TASKS TO COMPLETE =>
a: From the course description, print the passage between "-          Compression and" and "-          Refrigeration engines.", inclusive.
b: Render this sentence from the course description in Spanish: "It also aims at providing the student with the operational basis for thermodynamic calculations and evaluation of energy systems."

5.0 crédits ECTS  30.0 h + 30.0 h   1q 

Teacher(s) Papalexandris Miltiadis ; Bartosiewicz Yann ;
Language French
Place
of the course
Louvain-la-Neuve
Online resources

> https://icampus.uclouvain.be/claroline/course/index.php?cid=MECA2855

Main themes

-          Compression and expansion of gases
-          Thermodynamics of vapours, humid air, and Fuels
-          Introduction to heat transfer
-          Brayton, rankine and combined cycles
-          Refrigeration engines.
-          Gas turbines
-          introduction to combustion.
-          Fundamentals of heat exchangers

Aims

Based on the appropriate scientific fundamentales in physical-chemistry and thermodynamics, this course aims at introducing important applications of technical thermodynamics. It also aims at providing the student with the operational basis for thermodynamic calculations and evaluation of energy systems.

Segmentation labeling entries =>
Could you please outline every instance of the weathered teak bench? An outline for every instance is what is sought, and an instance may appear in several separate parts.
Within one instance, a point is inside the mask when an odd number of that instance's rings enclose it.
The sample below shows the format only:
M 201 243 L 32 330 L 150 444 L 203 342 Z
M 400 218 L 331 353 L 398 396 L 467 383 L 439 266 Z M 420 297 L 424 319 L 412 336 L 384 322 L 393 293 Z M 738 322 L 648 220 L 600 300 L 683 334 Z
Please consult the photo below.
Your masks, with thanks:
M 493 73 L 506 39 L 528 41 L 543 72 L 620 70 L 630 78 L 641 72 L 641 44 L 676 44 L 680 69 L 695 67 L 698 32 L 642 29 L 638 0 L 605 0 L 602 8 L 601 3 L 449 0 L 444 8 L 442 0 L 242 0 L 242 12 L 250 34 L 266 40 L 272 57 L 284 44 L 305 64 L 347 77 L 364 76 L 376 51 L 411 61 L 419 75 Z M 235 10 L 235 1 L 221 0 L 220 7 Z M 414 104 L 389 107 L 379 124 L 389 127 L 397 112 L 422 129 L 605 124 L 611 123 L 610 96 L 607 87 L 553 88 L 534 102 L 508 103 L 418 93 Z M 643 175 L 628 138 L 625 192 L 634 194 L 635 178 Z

ANSWER SET =>
a:
-          Compression and expansion of gases
-          Thermodynamics of vapours, humid air, and Fuels
-          Introduction to heat transfer
-          Brayton, rankine and combined cycles
-          Refrigeration engines.

b: También tiene como objetivo proporcionar al estudiante la base operativa para los cálculos termodinámicos y la evaluación de sistemas energéticos.